··· Data under study ···

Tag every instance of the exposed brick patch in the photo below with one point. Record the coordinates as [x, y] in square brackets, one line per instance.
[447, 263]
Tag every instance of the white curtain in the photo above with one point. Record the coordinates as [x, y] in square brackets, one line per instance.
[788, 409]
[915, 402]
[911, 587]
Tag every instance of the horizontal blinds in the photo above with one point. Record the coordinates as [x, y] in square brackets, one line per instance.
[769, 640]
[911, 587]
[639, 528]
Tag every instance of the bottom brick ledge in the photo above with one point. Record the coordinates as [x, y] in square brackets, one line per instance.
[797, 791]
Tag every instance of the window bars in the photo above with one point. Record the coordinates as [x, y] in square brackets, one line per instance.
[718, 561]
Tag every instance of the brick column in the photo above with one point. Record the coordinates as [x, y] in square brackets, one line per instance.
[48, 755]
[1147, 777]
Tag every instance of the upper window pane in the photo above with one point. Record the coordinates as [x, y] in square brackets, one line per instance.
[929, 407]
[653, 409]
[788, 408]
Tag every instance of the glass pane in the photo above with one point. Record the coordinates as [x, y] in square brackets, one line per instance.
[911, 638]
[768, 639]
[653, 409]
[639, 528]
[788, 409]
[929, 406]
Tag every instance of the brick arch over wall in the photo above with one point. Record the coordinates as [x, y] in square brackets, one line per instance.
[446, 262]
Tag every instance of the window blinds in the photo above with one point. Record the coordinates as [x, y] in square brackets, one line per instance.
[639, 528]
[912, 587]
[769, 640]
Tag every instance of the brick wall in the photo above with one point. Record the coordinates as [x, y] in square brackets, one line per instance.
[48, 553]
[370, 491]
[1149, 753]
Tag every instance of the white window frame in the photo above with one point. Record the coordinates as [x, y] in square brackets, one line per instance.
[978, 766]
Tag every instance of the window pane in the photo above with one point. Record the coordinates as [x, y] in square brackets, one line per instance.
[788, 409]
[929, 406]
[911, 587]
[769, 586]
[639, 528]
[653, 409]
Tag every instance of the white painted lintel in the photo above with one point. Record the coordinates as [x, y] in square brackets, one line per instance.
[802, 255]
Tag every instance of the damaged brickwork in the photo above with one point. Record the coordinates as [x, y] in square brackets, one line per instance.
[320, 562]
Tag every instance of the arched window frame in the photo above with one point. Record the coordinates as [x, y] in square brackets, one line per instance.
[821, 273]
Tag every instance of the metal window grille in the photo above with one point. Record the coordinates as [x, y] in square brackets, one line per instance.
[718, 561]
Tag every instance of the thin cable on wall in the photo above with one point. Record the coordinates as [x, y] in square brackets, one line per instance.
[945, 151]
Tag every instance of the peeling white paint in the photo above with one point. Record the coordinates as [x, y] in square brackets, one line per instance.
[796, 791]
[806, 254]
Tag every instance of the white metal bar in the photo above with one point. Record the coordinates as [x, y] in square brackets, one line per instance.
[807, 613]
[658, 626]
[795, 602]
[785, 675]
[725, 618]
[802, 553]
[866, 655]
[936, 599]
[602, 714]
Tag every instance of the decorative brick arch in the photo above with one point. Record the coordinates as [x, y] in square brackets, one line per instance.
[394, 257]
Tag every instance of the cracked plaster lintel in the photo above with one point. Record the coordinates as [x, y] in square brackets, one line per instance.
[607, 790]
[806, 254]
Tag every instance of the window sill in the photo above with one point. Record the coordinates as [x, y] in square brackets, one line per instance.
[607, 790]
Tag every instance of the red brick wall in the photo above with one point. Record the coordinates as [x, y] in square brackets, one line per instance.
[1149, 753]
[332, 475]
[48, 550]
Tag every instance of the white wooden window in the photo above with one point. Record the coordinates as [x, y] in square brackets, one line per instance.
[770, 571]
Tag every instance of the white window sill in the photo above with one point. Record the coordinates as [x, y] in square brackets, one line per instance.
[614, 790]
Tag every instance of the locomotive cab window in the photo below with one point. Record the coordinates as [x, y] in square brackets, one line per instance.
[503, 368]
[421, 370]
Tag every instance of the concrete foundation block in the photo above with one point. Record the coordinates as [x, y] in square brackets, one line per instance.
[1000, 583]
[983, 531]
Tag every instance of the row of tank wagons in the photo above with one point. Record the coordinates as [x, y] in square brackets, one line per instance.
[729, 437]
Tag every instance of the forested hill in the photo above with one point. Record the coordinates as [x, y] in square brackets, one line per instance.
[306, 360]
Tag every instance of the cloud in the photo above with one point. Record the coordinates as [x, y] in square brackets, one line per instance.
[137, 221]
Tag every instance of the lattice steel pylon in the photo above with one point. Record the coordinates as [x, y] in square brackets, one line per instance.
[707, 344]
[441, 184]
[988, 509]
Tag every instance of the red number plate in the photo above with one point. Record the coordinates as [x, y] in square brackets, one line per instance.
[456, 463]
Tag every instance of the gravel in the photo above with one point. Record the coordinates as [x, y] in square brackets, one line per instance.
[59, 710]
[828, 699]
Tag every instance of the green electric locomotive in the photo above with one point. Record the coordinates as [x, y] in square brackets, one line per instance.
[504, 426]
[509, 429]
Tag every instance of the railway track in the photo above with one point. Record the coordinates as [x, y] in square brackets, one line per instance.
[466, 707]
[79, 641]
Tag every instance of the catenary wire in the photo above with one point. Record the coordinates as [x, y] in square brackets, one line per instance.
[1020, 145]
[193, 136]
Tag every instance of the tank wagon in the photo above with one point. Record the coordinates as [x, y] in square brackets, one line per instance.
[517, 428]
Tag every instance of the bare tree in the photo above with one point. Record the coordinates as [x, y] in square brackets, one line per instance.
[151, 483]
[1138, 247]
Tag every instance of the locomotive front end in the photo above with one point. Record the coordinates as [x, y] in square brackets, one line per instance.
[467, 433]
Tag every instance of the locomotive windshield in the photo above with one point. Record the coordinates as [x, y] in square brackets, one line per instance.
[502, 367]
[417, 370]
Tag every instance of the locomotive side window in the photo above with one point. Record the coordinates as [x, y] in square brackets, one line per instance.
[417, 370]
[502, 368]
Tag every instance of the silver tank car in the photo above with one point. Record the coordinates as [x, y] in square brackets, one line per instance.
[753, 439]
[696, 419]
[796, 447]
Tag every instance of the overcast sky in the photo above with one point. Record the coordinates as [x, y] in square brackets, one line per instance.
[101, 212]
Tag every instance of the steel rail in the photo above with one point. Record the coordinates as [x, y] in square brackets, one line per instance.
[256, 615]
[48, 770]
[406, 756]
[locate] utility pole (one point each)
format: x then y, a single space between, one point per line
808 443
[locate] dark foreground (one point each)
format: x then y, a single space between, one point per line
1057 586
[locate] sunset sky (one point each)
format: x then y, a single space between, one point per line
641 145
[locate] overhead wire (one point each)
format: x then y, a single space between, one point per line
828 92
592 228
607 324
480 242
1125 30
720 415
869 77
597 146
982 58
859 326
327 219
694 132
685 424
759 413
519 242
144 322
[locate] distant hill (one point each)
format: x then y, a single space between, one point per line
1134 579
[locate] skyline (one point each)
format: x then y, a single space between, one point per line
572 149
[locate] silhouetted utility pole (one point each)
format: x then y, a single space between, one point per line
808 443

···

Could you return the data above exactly as it stands?

→ Task solution:
Tag every instance of the exposed brick patch in the photo below with one point. Record the coordinates as [x, y] in square brackets, one line per instance.
[447, 263]
Tag every instance of the white curtain in the photo above with one point. Record the coordinates as [x, y] in square brackets, one line per instance.
[788, 409]
[915, 402]
[911, 587]
Tag every instance of the horizontal blinds in the photo above with one point. Record the coordinates as [x, y] in square brackets, one line per instance.
[769, 640]
[911, 587]
[639, 528]
Tag every instance of the bottom brick ledge in the photo above with one point. Record the coordinates as [x, y] in square brackets, one line per instance.
[797, 791]
Tag every instance of the window bars in the photo above with one point. Record the coordinates as [x, y] in square brackets, one line per instance.
[718, 561]
Tag every instance of the brick column in the photo above with one point. Record the coordinates as [x, y] in square brackets, one line per instance.
[48, 755]
[1147, 777]
Tag every instance of the upper window pane in the photo above with one point. Record the coordinates as [x, y] in square brackets, one line per instance.
[929, 407]
[653, 409]
[788, 408]
Tag every instance of the glass pane in the photo above with one point. Record the coordinates as [x, y] in square brackets, one line per instance.
[911, 638]
[768, 639]
[653, 409]
[639, 528]
[788, 409]
[929, 406]
Tag every instance of the brick arch over wall in the photo above with one point. Record the coordinates as [x, y] in square brackets, one line per instance.
[446, 262]
Tag every instance of the window blinds in the photo above with one point. Record the coordinates as [x, y] in square brackets, one line per instance.
[639, 528]
[912, 587]
[769, 640]
Tag every instance of the brick wall in the photo above with one point. Record the coordinates as [x, y] in square brackets, one line per instance.
[48, 553]
[370, 491]
[1149, 753]
Tag every instance of the white window frame in the photo above with one point. Record the coordinates as [x, y] in square brackets, one line per instance.
[978, 766]
Tag every instance of the window pane in the photo above with one point. Record the coordinates as [x, y] in square brackets, one line per instance.
[788, 409]
[929, 406]
[911, 587]
[769, 586]
[639, 528]
[653, 409]
Tag every instance of the white painted lintel in the photo above with one point. Record the coordinates as [x, y] in square brackets, one line per instance.
[802, 255]
Tag every instance of the damaged brickwork in the photo above with one point. Record the coordinates as [x, y] in square brackets, one line per instance.
[320, 562]
Tag every instance of the arched window frame in the photo above with one point. Record the coordinates as [x, y] in square brackets, one line per instance.
[821, 273]
Tag every instance of the metal window grille in the photo above with one point. Record the coordinates as [x, y] in square brackets, one line per instance.
[718, 561]
Tag every instance of the thin cable on wall in the photo above with one point. Record the coordinates as [x, y] in square brackets, one line per instance.
[945, 151]
Tag every instance of the peeling white paint in the photo above with one point. Record the coordinates as [x, y] in square brackets, one line per instance.
[796, 791]
[806, 254]
Tag every instance of the white metal bar in the photo above with one point. Record the coordinates as [x, y] in square brackets, one line per instance.
[807, 613]
[658, 626]
[795, 602]
[785, 675]
[725, 618]
[802, 553]
[866, 655]
[936, 599]
[602, 714]
Tag every instance of the decorative brick arch in the photo above with one point. Record the coordinates as [x, y] in square brackets, one line per instance.
[394, 257]
Tag every instance of the cracked plaster lintel in the photo above with one point. Record the coordinates as [x, y] in square brackets, one line per instance.
[607, 790]
[806, 254]
Tag every instance of the window sill in the photo above with one point. Record the coordinates as [x, y] in square brackets, one line per instance.
[607, 790]
Tag every instance of the red brick wall in the photo above with one point. Record the coordinates as [x, y] in square brackets, one line per instance.
[1149, 753]
[332, 475]
[48, 550]
Tag every instance of the white wooden window in the photo above with one point. Record the coordinates as [x, y] in square brackets, one line per instance.
[770, 571]
Tag every instance of the white window sill in the photo above with one point. Record the coordinates as [x, y] in square brackets, one line per instance.
[614, 790]
Tag every instance of the locomotive cab window in the photo below with one point. Record the coordinates as [x, y] in square brackets, one line per instance.
[503, 368]
[421, 370]
Tag every instance of the concrete foundation block in the photo above with one point. Record the coordinates as [x, y] in square brackets, one line per instance.
[1000, 583]
[983, 531]
Tag every instance of the row of tank wagons in the photo above with one point. Record the coordinates as [x, y] in square brackets, one line per instance.
[729, 437]
Tag every instance of the forested hill in the photo above with one point. Record the coordinates as [x, y] in square brackets, one line per instance.
[306, 360]
Tag every instance of the cloud in the photo above with one point. Record the coordinates as [x, y] in square brackets, one line per instance.
[137, 221]
Tag every instance of the lattice steel pylon in the photo above with one point. Record the coordinates as [x, y] in square brackets, one line per instance.
[707, 344]
[441, 184]
[988, 509]
Tag every instance of the red number plate in the photo above with one point. Record the coordinates as [x, y] in square brackets, one line per instance.
[456, 463]
Tag every instance of the gravel in the photo above with one point. Record the coordinates as [x, y] in square brackets, one line per instance.
[59, 710]
[828, 699]
Tag every instance of the green electric locomotive in the photo above with one point. Record the coordinates as [x, y] in square brackets, one line per instance.
[504, 426]
[509, 429]
Tag every instance of the railway track in the photo above with one point. Record the coordinates as [x, y] in square brackets, one line per instance.
[466, 707]
[79, 641]
Tag every instance of the catenary wire in the photo above with one point. Record the coordinates as [x, y] in square brackets, one line per instance.
[1020, 145]
[193, 136]
Tag every instance of the tank wagon in the photo above with one point. Record the coordinates as [x, y] in square brackets, one line per instance.
[517, 428]
Tag every instance of the bare tree in the photo above with one point. Record the coordinates as [x, y] in square brackets, one line per instance.
[151, 483]
[1138, 247]
Tag every instance of the locomotive front end in the photo above with one point. Record the coordinates as [x, y] in square brackets, one line per instance.
[467, 433]
Tag every instance of the locomotive windshield in the photo above with one point. Record the coordinates as [x, y] in square brackets, one line per instance.
[502, 367]
[417, 370]
Tag every instance of the locomotive side window in the photo above with one point. Record the coordinates as [x, y] in square brackets, one line per instance.
[417, 370]
[502, 368]
Tag every instance of the silver tank car in the photo above with one point. Record the coordinates as [x, y] in square brackets, one line per instance.
[753, 439]
[696, 419]
[796, 447]
Tag every instance of the overcast sky in the photo above with one point. Record the coordinates as [x, y] in square brackets, one line per instance.
[101, 212]
Tag every instance of the steel rail in the photo above with one point. Record the coordinates as [x, y] in square brackets, one line per instance.
[256, 615]
[48, 770]
[406, 756]
[locate] utility pole (one point each)
format: x then y, a single space between, one point per line
808 443
[locate] dark foreground (one point each)
format: x then y, a single space between, one point per line
1057 586
[locate] sunset sky (one point each)
format: x then y, a single space between, one point per line
641 145
[locate] overhead wire (one point each)
format: x then y, a single space between, one point per line
828 92
592 228
607 324
480 242
1125 30
720 415
869 77
597 146
982 58
859 326
327 219
694 132
685 424
759 413
519 242
144 322
[locate] distant hill (one point each)
format: x then y, a single space between, one point per line
1134 579
[locate] skyline (one point each)
format: x then y, a single space between, one point per line
572 149
[locate] silhouetted utility pole (one point each)
format: x then y, a single space between, one point per line
808 443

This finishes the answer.